[Object pointing dataset rows]
-- START --
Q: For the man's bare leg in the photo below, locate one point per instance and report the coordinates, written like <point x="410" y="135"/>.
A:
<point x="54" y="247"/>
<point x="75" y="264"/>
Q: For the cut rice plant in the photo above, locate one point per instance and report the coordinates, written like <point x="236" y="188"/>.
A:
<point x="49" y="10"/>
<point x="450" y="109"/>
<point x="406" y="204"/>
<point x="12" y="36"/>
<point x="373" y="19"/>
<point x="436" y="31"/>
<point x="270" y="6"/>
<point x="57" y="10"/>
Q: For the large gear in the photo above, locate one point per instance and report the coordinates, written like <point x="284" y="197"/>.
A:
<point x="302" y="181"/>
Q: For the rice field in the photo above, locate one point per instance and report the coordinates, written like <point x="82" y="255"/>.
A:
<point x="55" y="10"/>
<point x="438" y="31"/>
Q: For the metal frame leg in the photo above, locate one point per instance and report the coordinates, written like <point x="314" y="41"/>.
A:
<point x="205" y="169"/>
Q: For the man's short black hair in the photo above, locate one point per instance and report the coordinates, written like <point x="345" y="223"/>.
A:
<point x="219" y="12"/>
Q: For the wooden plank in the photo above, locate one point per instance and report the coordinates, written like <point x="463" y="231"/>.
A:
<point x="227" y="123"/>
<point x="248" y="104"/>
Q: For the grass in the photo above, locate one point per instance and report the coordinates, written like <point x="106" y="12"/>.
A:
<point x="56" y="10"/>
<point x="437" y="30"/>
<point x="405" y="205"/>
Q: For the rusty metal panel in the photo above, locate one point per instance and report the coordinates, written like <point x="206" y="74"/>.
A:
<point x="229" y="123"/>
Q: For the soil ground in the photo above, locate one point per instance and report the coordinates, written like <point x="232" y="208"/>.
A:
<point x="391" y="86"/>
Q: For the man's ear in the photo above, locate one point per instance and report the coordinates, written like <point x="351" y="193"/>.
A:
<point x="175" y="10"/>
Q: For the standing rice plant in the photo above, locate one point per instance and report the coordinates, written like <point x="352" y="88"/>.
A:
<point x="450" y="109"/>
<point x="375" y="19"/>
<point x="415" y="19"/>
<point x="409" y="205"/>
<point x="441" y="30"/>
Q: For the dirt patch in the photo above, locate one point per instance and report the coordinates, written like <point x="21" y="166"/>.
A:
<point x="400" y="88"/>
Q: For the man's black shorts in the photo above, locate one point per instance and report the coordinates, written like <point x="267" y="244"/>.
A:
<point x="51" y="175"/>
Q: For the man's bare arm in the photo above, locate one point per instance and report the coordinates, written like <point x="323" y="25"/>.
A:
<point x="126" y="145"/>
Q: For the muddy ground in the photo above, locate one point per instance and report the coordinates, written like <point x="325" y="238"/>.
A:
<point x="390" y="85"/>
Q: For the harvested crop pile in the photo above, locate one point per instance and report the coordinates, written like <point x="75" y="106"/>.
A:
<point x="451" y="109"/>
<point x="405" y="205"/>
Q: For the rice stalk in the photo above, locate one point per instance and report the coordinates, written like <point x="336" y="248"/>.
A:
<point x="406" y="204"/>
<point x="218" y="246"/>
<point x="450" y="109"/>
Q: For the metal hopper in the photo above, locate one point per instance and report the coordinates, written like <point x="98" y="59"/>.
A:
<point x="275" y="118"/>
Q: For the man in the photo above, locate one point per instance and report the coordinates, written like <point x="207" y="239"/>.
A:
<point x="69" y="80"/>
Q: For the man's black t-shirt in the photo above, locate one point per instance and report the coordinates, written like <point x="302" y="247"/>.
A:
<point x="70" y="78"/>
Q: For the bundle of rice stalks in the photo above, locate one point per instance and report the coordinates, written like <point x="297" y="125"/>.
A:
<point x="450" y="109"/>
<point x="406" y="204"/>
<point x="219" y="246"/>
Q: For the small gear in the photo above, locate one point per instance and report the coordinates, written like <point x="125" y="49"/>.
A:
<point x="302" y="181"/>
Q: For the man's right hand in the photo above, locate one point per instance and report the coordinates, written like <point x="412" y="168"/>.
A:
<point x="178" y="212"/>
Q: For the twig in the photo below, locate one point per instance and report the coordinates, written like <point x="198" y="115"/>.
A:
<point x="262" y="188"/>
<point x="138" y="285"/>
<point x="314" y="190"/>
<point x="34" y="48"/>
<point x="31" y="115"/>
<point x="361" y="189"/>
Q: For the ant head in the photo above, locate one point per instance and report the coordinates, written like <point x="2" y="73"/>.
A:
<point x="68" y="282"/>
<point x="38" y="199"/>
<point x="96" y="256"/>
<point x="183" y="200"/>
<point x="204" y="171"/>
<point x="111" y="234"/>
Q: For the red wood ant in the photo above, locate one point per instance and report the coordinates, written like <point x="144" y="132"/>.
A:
-- END --
Extract the data in full. Keep it word for word.

Q: For the man's bare leg in the photo below, locate one point per instance and report the coordinates, written like <point x="410" y="135"/>.
A:
<point x="54" y="247"/>
<point x="75" y="264"/>
Q: For the cut rice plant in the photo above, locate one point per instance and report the coordinates, written like <point x="236" y="188"/>.
A:
<point x="49" y="10"/>
<point x="450" y="109"/>
<point x="406" y="204"/>
<point x="12" y="36"/>
<point x="373" y="19"/>
<point x="436" y="31"/>
<point x="270" y="6"/>
<point x="57" y="10"/>
Q: For the large gear in the photo above, locate one point per instance and report the coordinates, written like <point x="284" y="197"/>.
A:
<point x="302" y="181"/>
Q: For the rice field in the photo above, locate one point per instance and report the coordinates, written like <point x="82" y="255"/>.
A:
<point x="55" y="10"/>
<point x="438" y="31"/>
Q: For the metal frame leg in the photo above, locate one point per instance and report the coordinates, written like <point x="314" y="41"/>.
A:
<point x="205" y="169"/>
Q: For the man's short black hair in the photo above, locate one point per instance and report the coordinates, written like <point x="345" y="223"/>.
A:
<point x="219" y="12"/>
Q: For the wooden plank in the photo above, locate one point per instance and report the coordinates, written like <point x="463" y="231"/>.
A:
<point x="227" y="123"/>
<point x="248" y="104"/>
Q: For the grass in the photo above, locate one point per instance and report the coordinates, written like <point x="106" y="12"/>.
A:
<point x="56" y="10"/>
<point x="437" y="30"/>
<point x="405" y="205"/>
Q: For the rusty metal panel in the photo above, locate one point per instance and report the coordinates, written like <point x="206" y="74"/>.
A:
<point x="229" y="123"/>
Q: For the soil ground in the photo above, locate one point per instance and report the coordinates, written like <point x="232" y="208"/>.
A:
<point x="391" y="86"/>
Q: For the man's ear in the photo above, locate one point per instance and report the coordinates, written like <point x="351" y="193"/>.
A:
<point x="175" y="10"/>
Q: For the standing rice plant in the photo above, locate one point per instance and report the coordinates, written like <point x="352" y="88"/>.
A:
<point x="450" y="109"/>
<point x="375" y="19"/>
<point x="415" y="19"/>
<point x="409" y="205"/>
<point x="441" y="30"/>
Q: For the dirt patch in the photo above, locate one point per instance and report the coordinates, written like <point x="21" y="166"/>.
A:
<point x="400" y="88"/>
Q: For the man's black shorts in the photo above, locate one point per instance and report the coordinates, written like <point x="267" y="244"/>.
A:
<point x="51" y="175"/>
Q: For the man's bare arm in the photo above, locate one point per instance and report the coordinates, written like <point x="323" y="25"/>.
A:
<point x="126" y="145"/>
Q: For the muddy ground in the photo above, locate one point per instance and report the coordinates, written like <point x="325" y="238"/>.
A:
<point x="390" y="85"/>
Q: For the harvested crop pile in the photo above, locate one point per instance and report the coordinates, written like <point x="75" y="106"/>.
A:
<point x="451" y="109"/>
<point x="405" y="205"/>
Q: For the rice stalk in the photo above, locate one point per instance and report the coordinates, written like <point x="336" y="248"/>.
A:
<point x="406" y="204"/>
<point x="218" y="246"/>
<point x="450" y="109"/>
Q: For the metal hopper in the photo above, locate one point per instance and report the coordinates, written like <point x="98" y="59"/>.
A:
<point x="275" y="118"/>
Q: For the man in the photo above, locate one point per instance and report the coordinates, written like <point x="207" y="239"/>.
A:
<point x="69" y="80"/>
Q: For the man's black t-shirt in the photo above, locate one point per instance and report the coordinates, written like <point x="302" y="247"/>.
A:
<point x="70" y="78"/>
Q: For the bundle of rice stalks in the photo above, locate one point per instance and report the coordinates, written like <point x="297" y="125"/>.
A:
<point x="450" y="109"/>
<point x="406" y="204"/>
<point x="219" y="246"/>
Q: For the small gear in the photo above, locate one point per instance and report the coordinates, written like <point x="125" y="49"/>.
A:
<point x="302" y="181"/>
Q: For the man's right hand in the photo above, locate one point per instance and report the coordinates, written like <point x="412" y="168"/>.
A:
<point x="178" y="212"/>
Q: For the twig in the photo below, locate one point per instance and report the coordinates, written like <point x="198" y="115"/>.
A:
<point x="262" y="188"/>
<point x="138" y="285"/>
<point x="314" y="190"/>
<point x="34" y="48"/>
<point x="31" y="115"/>
<point x="361" y="189"/>
Q: For the ant head in the photo above, locate one point per instance and report the coordinates, written like <point x="2" y="73"/>.
A:
<point x="68" y="282"/>
<point x="38" y="199"/>
<point x="96" y="256"/>
<point x="183" y="200"/>
<point x="204" y="171"/>
<point x="111" y="234"/>
Q: For the red wood ant in the photo above, locate one point per instance and report the coordinates, written like <point x="144" y="132"/>.
A:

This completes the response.